§ **Document extract**
※ ※ ※
Yadira, who goes by Yari, first started working in communication and community engagement at CADCB eight years ago, and “fell in love with the South Side—the diversity, the culture, the food, the language, the music, the people.” A favorite part of working with CADCB, she says, has been “interacting with people that now I live next to,” and being a part of change in the neighborhood. “I love to see things that are not there yet, but could be,” she says. “Let’s look at this empty space, what can we do with it? How can it address one of our needs?”
Last year, Yari became Director. “During COVID,” she says, “the work that we’ve done might look different than it did in many years before, but it’s still the same driving heart.” What is different? A new “connectivity with the community.” The core of any CADCB project is active participation. “It’s definitely not just us,” Yari says. “It’s us together, alongside with our neighbors. They envision it with us. These committees are not just conversation: they propose and vote on projects, they put together proposals.” Proposals like the Commercial Lease Subsidy program, which offers 2-6 month lease subsidies for new businesses on the South Side and the Northside 2027 neighborhood, or the new Greenway Farmer’s Market.
※ ※ ※
§ **Data records**
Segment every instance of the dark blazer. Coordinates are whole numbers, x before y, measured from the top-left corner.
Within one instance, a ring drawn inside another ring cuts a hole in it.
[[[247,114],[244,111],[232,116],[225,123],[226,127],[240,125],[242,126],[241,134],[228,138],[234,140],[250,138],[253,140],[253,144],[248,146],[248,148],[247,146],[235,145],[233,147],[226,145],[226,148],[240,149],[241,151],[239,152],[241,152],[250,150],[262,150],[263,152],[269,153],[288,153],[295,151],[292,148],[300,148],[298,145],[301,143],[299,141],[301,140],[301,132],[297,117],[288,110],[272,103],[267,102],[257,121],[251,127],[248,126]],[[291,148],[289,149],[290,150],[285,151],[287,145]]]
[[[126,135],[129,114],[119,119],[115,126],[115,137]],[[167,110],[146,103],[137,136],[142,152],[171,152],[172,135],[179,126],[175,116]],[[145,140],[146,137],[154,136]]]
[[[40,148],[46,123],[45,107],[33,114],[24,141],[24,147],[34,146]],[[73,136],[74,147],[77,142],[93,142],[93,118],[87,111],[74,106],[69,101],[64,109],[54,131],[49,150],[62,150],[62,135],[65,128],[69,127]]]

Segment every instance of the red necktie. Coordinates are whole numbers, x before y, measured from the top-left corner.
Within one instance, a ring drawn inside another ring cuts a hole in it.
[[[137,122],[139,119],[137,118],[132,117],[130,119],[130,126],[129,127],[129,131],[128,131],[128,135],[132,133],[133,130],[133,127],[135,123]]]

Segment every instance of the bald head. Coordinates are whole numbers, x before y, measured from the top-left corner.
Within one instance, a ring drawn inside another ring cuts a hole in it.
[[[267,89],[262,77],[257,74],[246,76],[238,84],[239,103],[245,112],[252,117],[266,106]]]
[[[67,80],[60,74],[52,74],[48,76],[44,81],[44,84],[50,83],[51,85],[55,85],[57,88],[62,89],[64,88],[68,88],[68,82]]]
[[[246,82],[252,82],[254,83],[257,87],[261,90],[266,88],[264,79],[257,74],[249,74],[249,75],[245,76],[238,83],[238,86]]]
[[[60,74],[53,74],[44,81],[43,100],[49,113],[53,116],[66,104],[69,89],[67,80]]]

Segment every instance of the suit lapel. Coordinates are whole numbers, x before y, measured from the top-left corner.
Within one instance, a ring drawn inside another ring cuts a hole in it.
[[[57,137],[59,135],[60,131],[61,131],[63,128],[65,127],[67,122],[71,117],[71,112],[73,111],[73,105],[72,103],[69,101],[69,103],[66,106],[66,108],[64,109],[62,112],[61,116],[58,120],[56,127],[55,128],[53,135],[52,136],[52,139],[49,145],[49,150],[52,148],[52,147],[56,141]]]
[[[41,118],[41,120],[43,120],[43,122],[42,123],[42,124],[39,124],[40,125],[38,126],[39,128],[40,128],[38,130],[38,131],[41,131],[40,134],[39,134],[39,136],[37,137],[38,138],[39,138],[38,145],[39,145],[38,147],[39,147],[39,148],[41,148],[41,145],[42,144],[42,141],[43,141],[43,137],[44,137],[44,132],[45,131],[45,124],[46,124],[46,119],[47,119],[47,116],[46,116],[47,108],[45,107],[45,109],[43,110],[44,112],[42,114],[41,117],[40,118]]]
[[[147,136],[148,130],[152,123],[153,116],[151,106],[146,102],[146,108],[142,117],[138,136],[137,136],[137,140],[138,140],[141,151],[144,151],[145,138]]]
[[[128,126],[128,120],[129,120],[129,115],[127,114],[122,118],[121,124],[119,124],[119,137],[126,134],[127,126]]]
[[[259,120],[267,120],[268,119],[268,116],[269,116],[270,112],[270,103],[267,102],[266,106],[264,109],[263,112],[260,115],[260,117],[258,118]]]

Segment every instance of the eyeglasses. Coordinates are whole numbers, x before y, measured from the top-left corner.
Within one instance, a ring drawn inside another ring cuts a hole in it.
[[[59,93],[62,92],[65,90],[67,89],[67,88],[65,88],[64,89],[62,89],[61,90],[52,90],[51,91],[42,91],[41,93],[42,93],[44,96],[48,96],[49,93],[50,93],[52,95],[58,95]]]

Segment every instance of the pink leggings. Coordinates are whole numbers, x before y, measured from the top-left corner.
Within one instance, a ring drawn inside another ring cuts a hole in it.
※ ※ ※
§ **What this exercise asks**
1. Transcribe the CADCB profile word for word, beginning with the words containing "Last year, Yari" and ending with "Greenway Farmer’s Market.".
2. Write the next part of the CADCB profile, picking up after its final sentence.

§ **Your responses**
1.
Last year, Yari became Director. “During COVID,” she says, “the work that we’ve done might look different than it did in many years before, but it’s still the same driving heart.” What is different? A new “connectivity with the community.” The core of any CADCB project is active participation. “It’s definitely not just us,” Yari says. “It’s us together, alongside with our neighbors. They envision it with us. These committees are not just conversation: they propose and vote on projects, they put together proposals.” Proposals like the Commercial Lease Subsidy program, which offers 2-6 month lease subsidies for new businesses on the South Side and the Northside 2027 neighborhood, or the new Greenway Farmer’s Market.

2.
"Together, we're creating the neighborhood and the community we want to see, and live in.”
The gift of working during COVID, Yari says, is bringing more people to the table. “We reached a different demographic… we wanted to engage parents and working people,” whose days don’t necessarily end at 5PM. This prevented them from attending community development meetings and making their voices heard. But now that these meetings are virtual, “they’re listening, they’re typing their questions, I’m sure if they unmute themselves you’re going to hear their kids in the background or the pot stirring as they’re cooking.”
Our community is truly invested, more people are driving more decisions now, and taking “ownership of what they want to see in the neighborhoods we serve. And together, we’re creating the neighborhood and the community we want to see, and live in.”